- Opening Delimiter -

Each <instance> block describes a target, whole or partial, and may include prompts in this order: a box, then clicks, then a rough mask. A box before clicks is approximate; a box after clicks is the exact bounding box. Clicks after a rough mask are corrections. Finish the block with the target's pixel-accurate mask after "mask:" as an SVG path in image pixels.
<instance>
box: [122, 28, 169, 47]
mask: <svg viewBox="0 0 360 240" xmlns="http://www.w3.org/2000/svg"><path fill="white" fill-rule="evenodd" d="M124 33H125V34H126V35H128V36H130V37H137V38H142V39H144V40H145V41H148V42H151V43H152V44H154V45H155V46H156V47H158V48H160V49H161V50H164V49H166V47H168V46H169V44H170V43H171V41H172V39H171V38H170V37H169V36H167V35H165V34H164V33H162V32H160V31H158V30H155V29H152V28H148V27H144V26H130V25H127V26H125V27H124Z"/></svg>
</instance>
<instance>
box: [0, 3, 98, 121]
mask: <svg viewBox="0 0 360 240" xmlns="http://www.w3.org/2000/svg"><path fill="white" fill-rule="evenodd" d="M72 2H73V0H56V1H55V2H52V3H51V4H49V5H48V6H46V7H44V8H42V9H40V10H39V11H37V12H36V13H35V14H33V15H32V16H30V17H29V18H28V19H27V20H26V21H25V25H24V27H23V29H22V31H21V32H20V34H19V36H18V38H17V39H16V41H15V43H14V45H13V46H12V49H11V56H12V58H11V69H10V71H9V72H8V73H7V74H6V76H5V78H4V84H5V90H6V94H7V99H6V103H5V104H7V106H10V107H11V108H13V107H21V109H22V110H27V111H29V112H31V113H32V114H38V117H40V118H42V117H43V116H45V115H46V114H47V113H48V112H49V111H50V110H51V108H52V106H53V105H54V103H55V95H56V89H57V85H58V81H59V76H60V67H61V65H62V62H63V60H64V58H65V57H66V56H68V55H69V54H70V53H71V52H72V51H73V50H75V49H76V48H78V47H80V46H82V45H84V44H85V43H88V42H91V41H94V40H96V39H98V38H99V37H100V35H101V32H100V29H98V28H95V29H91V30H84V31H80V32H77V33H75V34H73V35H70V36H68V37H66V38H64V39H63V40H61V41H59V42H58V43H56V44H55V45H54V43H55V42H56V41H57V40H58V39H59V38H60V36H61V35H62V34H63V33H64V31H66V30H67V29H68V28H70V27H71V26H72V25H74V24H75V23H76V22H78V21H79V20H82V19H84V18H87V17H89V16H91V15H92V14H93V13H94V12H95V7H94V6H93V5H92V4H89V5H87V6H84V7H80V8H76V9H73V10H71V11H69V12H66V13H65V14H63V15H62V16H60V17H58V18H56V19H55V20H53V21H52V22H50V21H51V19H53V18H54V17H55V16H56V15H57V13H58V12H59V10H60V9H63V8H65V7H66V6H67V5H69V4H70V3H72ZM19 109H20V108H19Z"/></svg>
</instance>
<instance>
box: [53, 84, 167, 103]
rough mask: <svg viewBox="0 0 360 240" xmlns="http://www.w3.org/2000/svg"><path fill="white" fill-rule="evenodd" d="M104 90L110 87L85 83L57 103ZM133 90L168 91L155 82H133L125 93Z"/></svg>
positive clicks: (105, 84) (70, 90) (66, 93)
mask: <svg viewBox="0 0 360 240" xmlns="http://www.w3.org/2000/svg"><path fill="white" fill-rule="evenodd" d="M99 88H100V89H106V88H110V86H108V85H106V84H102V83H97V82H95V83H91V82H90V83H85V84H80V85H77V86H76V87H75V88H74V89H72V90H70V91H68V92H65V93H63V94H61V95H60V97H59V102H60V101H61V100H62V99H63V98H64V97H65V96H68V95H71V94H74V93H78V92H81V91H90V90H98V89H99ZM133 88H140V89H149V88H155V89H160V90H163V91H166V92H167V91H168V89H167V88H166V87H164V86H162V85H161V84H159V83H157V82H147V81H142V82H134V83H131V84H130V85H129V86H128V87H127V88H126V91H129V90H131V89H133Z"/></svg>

- Closing Delimiter -

● **What to do**
Set down the whole listing exactly.

● **Solved problem**
Each <instance> block describes a target, whole or partial, and may include prompts in this order: a box, then clicks, then a rough mask. A box before clicks is approximate; a box after clicks is the exact bounding box. Clicks after a rough mask are corrections. Finish the block with the target's pixel-accurate mask after "mask:" as an SVG path in image pixels.
<instance>
box: [122, 28, 169, 47]
mask: <svg viewBox="0 0 360 240" xmlns="http://www.w3.org/2000/svg"><path fill="white" fill-rule="evenodd" d="M124 33H125V34H126V35H128V36H130V37H137V38H142V39H144V40H145V41H148V42H151V43H152V44H154V45H155V46H156V47H158V48H160V49H161V50H164V49H166V47H168V46H169V44H170V43H171V41H172V39H171V38H170V37H169V36H167V35H165V34H164V33H162V32H160V31H158V30H155V29H152V28H148V27H144V26H130V25H127V26H125V27H124Z"/></svg>
</instance>
<instance>
box: [0, 3, 98, 121]
mask: <svg viewBox="0 0 360 240" xmlns="http://www.w3.org/2000/svg"><path fill="white" fill-rule="evenodd" d="M72 2H73V0H56V1H55V2H52V3H51V4H49V5H48V6H46V7H44V8H42V9H40V10H39V11H37V12H36V13H35V14H33V15H32V16H30V17H29V18H28V19H27V20H26V21H25V25H24V27H23V29H22V31H21V32H20V34H19V36H18V38H17V39H16V41H15V43H14V45H13V46H12V49H11V56H12V58H11V69H10V71H9V72H8V73H7V74H6V76H5V78H4V84H5V90H6V94H7V99H6V103H5V104H7V106H10V107H11V108H13V107H21V109H22V110H27V111H29V112H31V113H32V114H38V117H40V118H42V117H43V116H45V115H46V114H47V113H48V112H49V111H50V110H51V108H52V106H53V105H54V103H55V95H56V89H57V85H58V81H59V76H60V67H61V65H62V62H63V60H64V58H65V57H66V56H68V55H69V54H70V53H71V52H72V51H73V50H75V49H76V48H78V47H80V46H82V45H84V44H85V43H88V42H91V41H94V40H96V39H98V38H99V37H100V35H101V32H100V29H98V28H95V29H91V30H84V31H80V32H77V33H75V34H73V35H70V36H68V37H66V38H64V39H63V40H61V41H59V42H58V43H56V44H55V45H54V43H55V42H56V41H57V40H58V39H59V38H60V36H61V35H62V34H63V33H64V31H66V30H67V29H68V28H70V27H71V26H72V25H74V24H75V23H76V22H78V21H79V20H82V19H84V18H87V17H89V16H91V15H92V14H93V13H94V12H95V7H94V6H93V5H92V4H89V5H87V6H84V7H80V8H76V9H73V10H71V11H69V12H66V13H65V14H63V15H62V16H60V17H58V18H56V19H55V20H53V21H52V22H50V21H51V19H53V18H54V17H55V16H56V15H57V13H58V12H59V10H60V9H63V8H65V7H66V6H67V5H69V4H70V3H72ZM19 109H20V108H19Z"/></svg>
</instance>
<instance>
box: [53, 84, 167, 103]
rough mask: <svg viewBox="0 0 360 240" xmlns="http://www.w3.org/2000/svg"><path fill="white" fill-rule="evenodd" d="M104 90L110 87L85 83L57 103ZM133 90L168 91L155 82H133L125 93Z"/></svg>
positive clicks: (105, 84) (70, 90) (66, 93)
mask: <svg viewBox="0 0 360 240" xmlns="http://www.w3.org/2000/svg"><path fill="white" fill-rule="evenodd" d="M99 88H100V89H106V88H110V86H108V85H106V84H102V83H97V82H95V83H91V82H90V83H85V84H80V85H77V86H76V87H75V88H74V89H72V90H70V91H68V92H65V93H63V94H61V95H60V97H59V102H60V101H61V100H62V99H63V98H64V97H65V96H68V95H71V94H74V93H78V92H81V91H90V90H98V89H99ZM133 88H140V89H149V88H155V89H160V90H163V91H166V92H167V91H168V89H167V88H166V87H164V86H162V85H161V84H159V83H157V82H147V81H142V82H134V83H131V84H130V85H129V86H128V87H127V88H126V91H129V90H131V89H133Z"/></svg>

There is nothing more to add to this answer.